### Goal
Give as a JSON list of strings, one per line and with blank lines omitted, the lines beginning with the one containing "Instruction for annotators: The target label is hazy" and continuing through the one containing "[0,0,320,92]", both included.

Entries from a dataset:
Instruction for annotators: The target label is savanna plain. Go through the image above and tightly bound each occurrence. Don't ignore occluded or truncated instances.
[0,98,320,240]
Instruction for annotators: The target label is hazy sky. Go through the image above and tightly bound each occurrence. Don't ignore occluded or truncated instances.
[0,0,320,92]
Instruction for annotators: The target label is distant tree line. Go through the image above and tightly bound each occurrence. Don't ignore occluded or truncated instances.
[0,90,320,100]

* * *

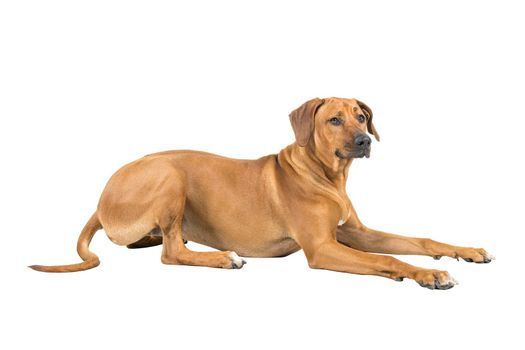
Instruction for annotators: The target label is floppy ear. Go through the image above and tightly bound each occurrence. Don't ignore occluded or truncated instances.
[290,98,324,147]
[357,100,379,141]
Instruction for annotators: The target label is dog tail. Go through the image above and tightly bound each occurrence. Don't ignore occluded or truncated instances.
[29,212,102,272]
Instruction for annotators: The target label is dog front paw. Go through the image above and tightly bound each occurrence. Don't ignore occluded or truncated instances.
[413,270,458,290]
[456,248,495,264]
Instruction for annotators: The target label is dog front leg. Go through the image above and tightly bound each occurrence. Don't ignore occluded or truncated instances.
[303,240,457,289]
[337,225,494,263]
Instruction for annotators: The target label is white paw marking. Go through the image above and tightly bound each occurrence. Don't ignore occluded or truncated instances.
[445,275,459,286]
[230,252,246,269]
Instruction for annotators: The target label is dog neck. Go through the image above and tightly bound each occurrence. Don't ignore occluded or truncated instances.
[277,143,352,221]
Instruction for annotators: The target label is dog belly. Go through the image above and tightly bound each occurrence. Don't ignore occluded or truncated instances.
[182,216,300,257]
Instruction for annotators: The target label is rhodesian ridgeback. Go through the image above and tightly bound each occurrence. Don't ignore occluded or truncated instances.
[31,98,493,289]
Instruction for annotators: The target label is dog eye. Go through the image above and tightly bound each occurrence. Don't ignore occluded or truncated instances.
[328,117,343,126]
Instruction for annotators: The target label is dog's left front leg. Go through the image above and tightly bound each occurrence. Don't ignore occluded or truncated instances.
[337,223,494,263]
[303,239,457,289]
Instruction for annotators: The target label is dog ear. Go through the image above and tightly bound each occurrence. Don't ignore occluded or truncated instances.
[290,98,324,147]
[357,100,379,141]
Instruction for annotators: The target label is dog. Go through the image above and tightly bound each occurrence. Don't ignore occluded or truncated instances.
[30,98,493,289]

* * *

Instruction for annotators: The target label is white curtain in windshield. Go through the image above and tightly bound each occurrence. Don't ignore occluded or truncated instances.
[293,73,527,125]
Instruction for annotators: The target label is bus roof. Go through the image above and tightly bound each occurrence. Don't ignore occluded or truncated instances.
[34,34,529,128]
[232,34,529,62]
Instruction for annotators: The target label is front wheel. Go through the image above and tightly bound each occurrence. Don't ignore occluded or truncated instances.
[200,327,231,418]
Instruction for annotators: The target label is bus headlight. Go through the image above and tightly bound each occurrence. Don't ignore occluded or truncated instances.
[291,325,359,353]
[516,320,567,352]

### Task result
[
  "Instruction for annotators: The target label is hazy sky. Go through the image above and tightly bound each occurrence. Don't ignore occluded or truncated instances.",
  "[0,0,320,92]"
]